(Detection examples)
--- START ---

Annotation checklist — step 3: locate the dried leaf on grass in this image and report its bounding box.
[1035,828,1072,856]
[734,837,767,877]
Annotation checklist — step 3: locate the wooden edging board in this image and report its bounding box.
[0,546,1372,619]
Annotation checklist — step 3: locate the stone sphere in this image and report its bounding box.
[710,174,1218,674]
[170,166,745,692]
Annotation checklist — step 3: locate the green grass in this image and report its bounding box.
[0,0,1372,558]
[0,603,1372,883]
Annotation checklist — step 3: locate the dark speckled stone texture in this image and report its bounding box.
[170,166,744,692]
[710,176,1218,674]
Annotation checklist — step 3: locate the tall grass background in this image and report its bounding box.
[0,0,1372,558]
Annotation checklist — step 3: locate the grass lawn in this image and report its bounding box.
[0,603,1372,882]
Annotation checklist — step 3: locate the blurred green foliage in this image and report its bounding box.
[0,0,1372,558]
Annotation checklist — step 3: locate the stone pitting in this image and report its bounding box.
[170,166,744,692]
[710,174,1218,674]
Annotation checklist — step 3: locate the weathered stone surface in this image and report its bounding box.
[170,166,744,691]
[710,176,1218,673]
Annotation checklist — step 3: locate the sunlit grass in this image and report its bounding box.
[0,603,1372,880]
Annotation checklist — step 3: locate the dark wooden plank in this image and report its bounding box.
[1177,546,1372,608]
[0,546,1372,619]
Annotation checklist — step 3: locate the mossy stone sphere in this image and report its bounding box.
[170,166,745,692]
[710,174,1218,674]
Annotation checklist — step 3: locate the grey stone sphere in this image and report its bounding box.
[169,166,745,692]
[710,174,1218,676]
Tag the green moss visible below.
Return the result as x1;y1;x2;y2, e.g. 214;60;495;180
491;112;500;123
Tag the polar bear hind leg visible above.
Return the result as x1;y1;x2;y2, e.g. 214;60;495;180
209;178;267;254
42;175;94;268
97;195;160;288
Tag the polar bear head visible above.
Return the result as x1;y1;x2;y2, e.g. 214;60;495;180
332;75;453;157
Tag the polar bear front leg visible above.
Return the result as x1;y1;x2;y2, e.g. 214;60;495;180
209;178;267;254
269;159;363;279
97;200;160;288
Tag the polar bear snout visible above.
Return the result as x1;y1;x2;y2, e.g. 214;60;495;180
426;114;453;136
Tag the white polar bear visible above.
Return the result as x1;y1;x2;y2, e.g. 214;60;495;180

--- END ---

Edit every entry above so that each "stone sphere" becomes "stone ball", and leave all other text as it is.

Annotation checklist — step 3: locate the dried leaf on grass in this image and report its bounding box.
[1035,828,1072,856]
[734,837,767,877]
Annotation checklist — step 3: locate the wooden edging board in this image and report its bounding box.
[0,546,1372,619]
Annotation checklist — step 3: locate the stone ball in this image and report its bounding box.
[710,174,1218,674]
[170,166,745,692]
Annotation checklist — step 3: locate the green grass in this image and report its bounding box.
[0,0,1372,558]
[0,603,1372,883]
Annotation checklist — step 3: locate the dark speckled stone texture in this image and report its bounding box.
[170,166,744,692]
[710,176,1218,674]
Annotation checklist — step 3: locate the tall grass background in this image and report its bounding box.
[0,0,1372,558]
Annotation checklist — step 3: locate the grass lawn in this image and report its bounding box.
[0,603,1372,882]
Annotation checklist — step 3: locate the blurred green foliage in this image and report its bounding box.
[0,0,1372,558]
Annotation checklist — step 3: locate the stone pitting in this image and report its bounding box.
[170,166,744,692]
[710,174,1218,674]
Annotation checklist — step 3: locate the weathered stone surface in this image and report its bounding box.
[170,166,744,691]
[710,176,1218,673]
Annotation checklist — step 3: locate the sunlit grass in this image and report its bounding box.
[0,603,1372,880]
Annotation checklist — step 3: locate the dark wooden plank in this image and report its bounding box.
[1177,546,1372,608]
[0,546,1372,619]
Annotation checklist — step 3: locate the mossy stone ball in this image and report its bounding box.
[170,166,745,692]
[710,174,1218,674]
Annotation checklist — step 3: locate the grey stone ball in this image and report its bounding box.
[169,166,745,692]
[710,174,1218,676]
Tag the green moss visible below.
Return the result as x1;y1;x2;y2, e.g. 214;60;495;180
491;112;500;123
Tag the polar bear hind leg visible above.
Return the result as x1;y1;x2;y2, e.g. 214;60;495;180
209;178;267;254
42;175;94;268
97;195;160;288
Tag the polar bear head visible above.
Return the result as x1;y1;x2;y2, e.g. 214;60;495;180
332;75;453;157
Tag the polar bear front leg visible above.
Return the result as x1;y1;x2;y2, e.g. 214;60;495;180
209;178;267;254
269;159;363;279
97;200;160;288
Tag the polar bear snout visible above.
Return the result as x1;y1;x2;y2, e.g. 214;60;495;180
426;114;453;136
Tag the white polar bear visible above.
Return the result as x1;y1;x2;y2, e.g. 214;60;495;180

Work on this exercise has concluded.